[START OF SUPPLIED PASSAGE]

At the onset of the Christmas and New Year holidays, probably the gladdest and most welcome news, particularly for poor families, is that for at least 1.4 million students in 114 state universities and colleges (SUCs) across the nation, tuition will be free in 2017.
An editorial of the Philippine Daily Inquirer notes that the news came “like a trumpet blast heralding tidings of comfort and joy.” It deems free tuition as “ a great equalizer and game changer, an open door to more opportunities and choices, starting with good job prospects.” Free tuition, it concludes, is part of the “inclusive right [to education] for Filipino children.”
And from the youth comes a commentary by the Kabataan Partylist president, Marjohara Tucay. She hails the free tuition as “a fundamental policy change, a paradigm shift which signals the beginning of the reversal of the longstanding dogma in government – that college education is mainly a private pursuit.” She calls on private universities and colleges to lower their tuition. “A new mindset must set in,” she urges, “one that stops treating education as commodity and students as customers.”
Yet the free-tuition move addresses only one aspect of the many problems in the country’s public education system, both the editorial and the commentary emphasize. Other school fees and incidental expenses remain burdensome, particularly for students from poor families. Attention is also called to the poor campus premises and facilities, and even the relatively low qualification of teachers in “a good number of SUCs” that hardly make them excellent centers of learning.” (It needs pointing out, however, that such conditions may be attriubuted to the annual cuts in funding for the SUCs by the national government in the past many years.)

[END OF SUPPLIED PASSAGE]
[START OF THE RECORDS]

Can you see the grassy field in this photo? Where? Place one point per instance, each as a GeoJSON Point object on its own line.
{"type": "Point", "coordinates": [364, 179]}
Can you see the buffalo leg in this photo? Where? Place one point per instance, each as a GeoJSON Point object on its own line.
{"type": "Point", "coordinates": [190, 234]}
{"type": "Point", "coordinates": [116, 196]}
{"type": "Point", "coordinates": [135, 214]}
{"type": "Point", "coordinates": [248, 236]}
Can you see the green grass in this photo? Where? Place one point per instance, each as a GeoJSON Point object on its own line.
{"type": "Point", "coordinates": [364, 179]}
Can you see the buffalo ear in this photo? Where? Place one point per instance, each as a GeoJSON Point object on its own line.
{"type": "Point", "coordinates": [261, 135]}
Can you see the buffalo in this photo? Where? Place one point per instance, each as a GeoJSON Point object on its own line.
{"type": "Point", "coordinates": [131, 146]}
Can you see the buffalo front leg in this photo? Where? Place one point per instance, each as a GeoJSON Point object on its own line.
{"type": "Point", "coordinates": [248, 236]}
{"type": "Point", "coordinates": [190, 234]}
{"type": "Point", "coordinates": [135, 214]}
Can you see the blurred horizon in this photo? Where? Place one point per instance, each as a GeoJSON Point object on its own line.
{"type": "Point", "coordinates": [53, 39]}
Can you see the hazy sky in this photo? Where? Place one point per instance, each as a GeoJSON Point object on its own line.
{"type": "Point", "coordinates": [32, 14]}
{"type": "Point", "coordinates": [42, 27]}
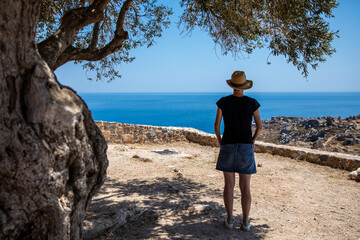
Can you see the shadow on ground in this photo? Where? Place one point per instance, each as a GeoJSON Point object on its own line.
{"type": "Point", "coordinates": [171, 209]}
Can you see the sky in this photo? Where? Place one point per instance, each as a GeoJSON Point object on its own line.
{"type": "Point", "coordinates": [192, 63]}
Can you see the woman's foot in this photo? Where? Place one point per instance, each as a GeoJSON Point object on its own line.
{"type": "Point", "coordinates": [229, 224]}
{"type": "Point", "coordinates": [245, 226]}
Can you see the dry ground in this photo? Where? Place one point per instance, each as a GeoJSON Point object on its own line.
{"type": "Point", "coordinates": [292, 199]}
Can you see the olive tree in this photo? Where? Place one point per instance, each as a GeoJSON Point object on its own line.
{"type": "Point", "coordinates": [52, 155]}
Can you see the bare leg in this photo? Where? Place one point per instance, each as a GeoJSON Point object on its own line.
{"type": "Point", "coordinates": [244, 182]}
{"type": "Point", "coordinates": [229, 178]}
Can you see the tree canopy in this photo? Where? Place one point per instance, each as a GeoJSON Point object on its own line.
{"type": "Point", "coordinates": [101, 33]}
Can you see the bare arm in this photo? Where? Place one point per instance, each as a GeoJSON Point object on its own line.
{"type": "Point", "coordinates": [217, 125]}
{"type": "Point", "coordinates": [258, 125]}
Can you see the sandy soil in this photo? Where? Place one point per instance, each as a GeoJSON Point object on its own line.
{"type": "Point", "coordinates": [292, 199]}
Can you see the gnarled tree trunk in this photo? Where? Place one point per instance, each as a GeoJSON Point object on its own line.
{"type": "Point", "coordinates": [52, 155]}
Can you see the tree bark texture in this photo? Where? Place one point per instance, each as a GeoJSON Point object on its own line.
{"type": "Point", "coordinates": [52, 155]}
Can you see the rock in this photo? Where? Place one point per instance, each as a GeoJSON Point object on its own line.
{"type": "Point", "coordinates": [179, 173]}
{"type": "Point", "coordinates": [316, 136]}
{"type": "Point", "coordinates": [204, 209]}
{"type": "Point", "coordinates": [329, 121]}
{"type": "Point", "coordinates": [122, 148]}
{"type": "Point", "coordinates": [355, 175]}
{"type": "Point", "coordinates": [318, 144]}
{"type": "Point", "coordinates": [127, 138]}
{"type": "Point", "coordinates": [348, 142]}
{"type": "Point", "coordinates": [312, 123]}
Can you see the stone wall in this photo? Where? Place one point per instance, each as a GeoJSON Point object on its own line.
{"type": "Point", "coordinates": [145, 134]}
{"type": "Point", "coordinates": [121, 133]}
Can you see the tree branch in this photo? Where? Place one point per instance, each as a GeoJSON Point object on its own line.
{"type": "Point", "coordinates": [95, 36]}
{"type": "Point", "coordinates": [121, 18]}
{"type": "Point", "coordinates": [52, 47]}
{"type": "Point", "coordinates": [91, 53]}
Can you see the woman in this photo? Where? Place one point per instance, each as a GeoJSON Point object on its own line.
{"type": "Point", "coordinates": [237, 144]}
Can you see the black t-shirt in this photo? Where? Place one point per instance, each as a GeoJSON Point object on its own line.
{"type": "Point", "coordinates": [237, 113]}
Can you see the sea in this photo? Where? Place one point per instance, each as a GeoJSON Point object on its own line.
{"type": "Point", "coordinates": [198, 110]}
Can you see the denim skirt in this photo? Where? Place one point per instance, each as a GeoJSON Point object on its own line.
{"type": "Point", "coordinates": [237, 158]}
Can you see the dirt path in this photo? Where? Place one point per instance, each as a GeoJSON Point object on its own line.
{"type": "Point", "coordinates": [291, 199]}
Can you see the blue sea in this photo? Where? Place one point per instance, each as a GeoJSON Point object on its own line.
{"type": "Point", "coordinates": [198, 110]}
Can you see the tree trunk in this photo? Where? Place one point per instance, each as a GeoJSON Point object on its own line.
{"type": "Point", "coordinates": [52, 155]}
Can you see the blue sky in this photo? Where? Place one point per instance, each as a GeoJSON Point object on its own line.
{"type": "Point", "coordinates": [183, 63]}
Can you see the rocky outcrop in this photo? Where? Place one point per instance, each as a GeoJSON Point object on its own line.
{"type": "Point", "coordinates": [145, 134]}
{"type": "Point", "coordinates": [325, 133]}
{"type": "Point", "coordinates": [114, 133]}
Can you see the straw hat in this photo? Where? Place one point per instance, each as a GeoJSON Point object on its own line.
{"type": "Point", "coordinates": [238, 81]}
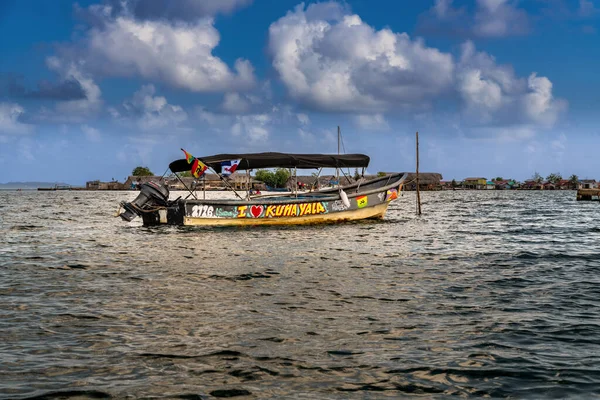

[END OF THE RECORDS]

*WRITTEN TASK A*: List every line from the entries that contains the word "bare", matching case exactly.
*WRITTEN TASK B*: Extend the piece on free tuition at state universities and colleges, picking up right after its final sentence.

*ANSWER A*:
Can you see the bare leg in this photo? Where? Place one point per instance, each as a GeoJSON Point object on its own line.
Can you see the bare arm in this photo? Where? Place one point per instance, each as a GeoJSON Point object on its own line.

*ANSWER B*:
Moreover, the free tuition in SUCs for 2017 isn’t an official Duterte government design. Nor is it mandated by a specific legislation. None of the five pending bills in the Senate for this purpose has been passed. At this point, it isn’t clear whether free tuition will continue in the succeeding years, unless it will be so legislated or specifically included in the annual general appropriation/budget bills.
It’s an unexpected bonanza for SUC students. It emerged, as Tucay aptly points out, from an “eleventh-hour decision” – by the bicameral (Senate-House) conference committee on the 2017 national budget – to realign to the Commission on Higher Education (CHED) P8.3 billion in DPWH allocation for projects in the Autonomous Region for Muslim Mindanao.
Reason: Sen. Panfilo Lacson, whose team had scrutinized the budget bill, disclosed the P8.3 billion was a pork-barrel fund that lawmakers had sneakily inserted in the DPWH budget, in violation of the Supreme Court 2013 ruling declaring as unconstitutional the Priority Development Assistance Fund (PDAF) or pork barrel. There are more such hidden items that should be identified and excised, he said. These should be realigned to fund social services such as education, health, housing.
Thus, Tucay correctly points out: “We should not mistake this move as a sheer result of the benevolence of senators or government, for without the decades-long struggle for the right to education, free tuition will not even be in the public discourse. The blood, sweat and tears of generations of student activists and progressive movements led the foundation for this pivotal moment.” She enjoined the students to push onward their struggle for their right to free education.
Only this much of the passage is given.